Data records
● ● ●

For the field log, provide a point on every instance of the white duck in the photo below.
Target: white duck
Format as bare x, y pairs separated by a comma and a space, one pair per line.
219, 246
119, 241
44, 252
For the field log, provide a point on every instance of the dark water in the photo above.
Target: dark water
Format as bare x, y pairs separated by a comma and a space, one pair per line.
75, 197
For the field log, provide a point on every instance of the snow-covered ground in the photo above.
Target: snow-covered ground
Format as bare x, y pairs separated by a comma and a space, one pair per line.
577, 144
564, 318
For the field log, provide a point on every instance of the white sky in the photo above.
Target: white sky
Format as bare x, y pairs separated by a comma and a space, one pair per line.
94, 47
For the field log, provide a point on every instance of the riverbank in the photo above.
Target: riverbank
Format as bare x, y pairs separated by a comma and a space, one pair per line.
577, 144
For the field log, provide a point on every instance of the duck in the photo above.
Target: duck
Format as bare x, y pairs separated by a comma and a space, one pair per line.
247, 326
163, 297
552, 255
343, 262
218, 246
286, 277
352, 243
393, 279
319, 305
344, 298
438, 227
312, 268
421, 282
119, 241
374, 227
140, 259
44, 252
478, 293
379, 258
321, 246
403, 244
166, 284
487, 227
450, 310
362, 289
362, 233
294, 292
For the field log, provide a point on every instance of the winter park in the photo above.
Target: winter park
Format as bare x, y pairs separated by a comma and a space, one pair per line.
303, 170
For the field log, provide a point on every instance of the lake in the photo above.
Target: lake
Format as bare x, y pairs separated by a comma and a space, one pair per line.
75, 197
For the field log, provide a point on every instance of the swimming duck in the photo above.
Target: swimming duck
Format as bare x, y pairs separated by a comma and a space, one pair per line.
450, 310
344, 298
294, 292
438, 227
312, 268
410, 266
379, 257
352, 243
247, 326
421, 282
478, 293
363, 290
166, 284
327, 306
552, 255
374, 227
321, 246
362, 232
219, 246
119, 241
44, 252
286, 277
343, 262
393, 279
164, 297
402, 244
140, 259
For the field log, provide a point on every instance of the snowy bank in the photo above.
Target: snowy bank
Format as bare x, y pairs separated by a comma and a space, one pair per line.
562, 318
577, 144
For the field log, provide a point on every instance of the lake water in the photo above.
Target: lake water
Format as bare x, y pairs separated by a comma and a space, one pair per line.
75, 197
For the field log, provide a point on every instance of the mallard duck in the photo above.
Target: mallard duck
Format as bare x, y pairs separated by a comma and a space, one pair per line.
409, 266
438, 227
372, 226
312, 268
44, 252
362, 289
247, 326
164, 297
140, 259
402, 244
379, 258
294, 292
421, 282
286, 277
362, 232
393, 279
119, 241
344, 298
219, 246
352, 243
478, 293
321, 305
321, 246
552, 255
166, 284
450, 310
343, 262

● ● ●

**What you should do:** Retype all of the records above without a single alteration.

**Your response:**
For the field log, provide a point on every instance of the white duck in the photo below.
Target: white duck
Format as bare x, y pairs separated by a comma and a space, one pair per line.
219, 246
119, 241
44, 252
For the field log, provide a point on every instance of the dark water in the photo above.
Target: dark water
Format as bare x, y pairs separated by a comma and a space, one pair per line.
75, 197
For the field log, provide a point on every instance of the snow-covered ground in the photo above.
Target: snow-covered ground
Format as bare x, y pairs separated by a comma and a space, one pair per line.
577, 144
564, 318
For the field log, provide a point on every instance of the white sky in the photo above.
Target: white sky
Format as bare x, y pairs separated by a comma and a space, one pair per line.
94, 47
For the field log, provide a point on every instance of the riverbank in the photo above.
Target: riverbank
Format as bare x, y pairs separated by a comma and a space, one pair per line.
577, 144
For the field log, provide a point on every instance of the duck in the photo above.
Target: duck
Format as bare x, y pairs separated by a comma and a space, one pair per line.
247, 326
163, 297
552, 255
343, 262
218, 246
286, 277
352, 243
393, 279
319, 305
344, 298
438, 227
312, 268
421, 282
119, 241
374, 227
140, 259
44, 252
478, 293
379, 258
321, 246
403, 244
166, 284
487, 227
450, 310
362, 289
362, 233
294, 292
For the field log, provide a point on every instance of the winter park in the photo above.
Target: winter park
Format as bare x, y pairs separated by a comma and a space, one pair per line.
303, 170
For the field log, provide a point on every instance of the lake in the photo above.
Target: lake
Format as bare x, y pairs separated by a comma and a space, one pair per line.
75, 197
For the field log, provide a point on every instance of the swimming duck in the photo above.
Target: swimming duck
Format as bare x, y pairs separated by a comma and a space, one pair per line.
450, 310
344, 298
294, 292
438, 227
312, 268
410, 266
379, 257
352, 243
247, 326
421, 282
478, 293
363, 290
166, 284
327, 306
552, 255
374, 227
321, 246
362, 232
219, 246
119, 241
44, 252
286, 277
343, 262
393, 279
164, 297
402, 244
140, 259
For the field log, provide a point on every instance of the snowy bank in the photo above.
Target: snowy bank
Format as bare x, y pairs separated by a comma and a space, one pair per line.
562, 318
577, 144
For the field log, provide a point on every instance of the lake water in the photo above.
Target: lake water
Format as bare x, y pairs separated by a comma and a space, one pair per line.
75, 197
For the field log, provide a point on every instance of the mallard duck in the photo above.
Target: mallard duck
Format as bare x, y pairs separated by a comma and a space, one pair per line.
409, 266
438, 227
372, 226
312, 268
44, 252
362, 289
247, 326
164, 297
140, 259
402, 244
379, 258
294, 292
421, 282
286, 277
362, 232
393, 279
119, 241
344, 298
219, 246
352, 243
478, 293
321, 305
321, 246
552, 255
166, 284
450, 310
343, 262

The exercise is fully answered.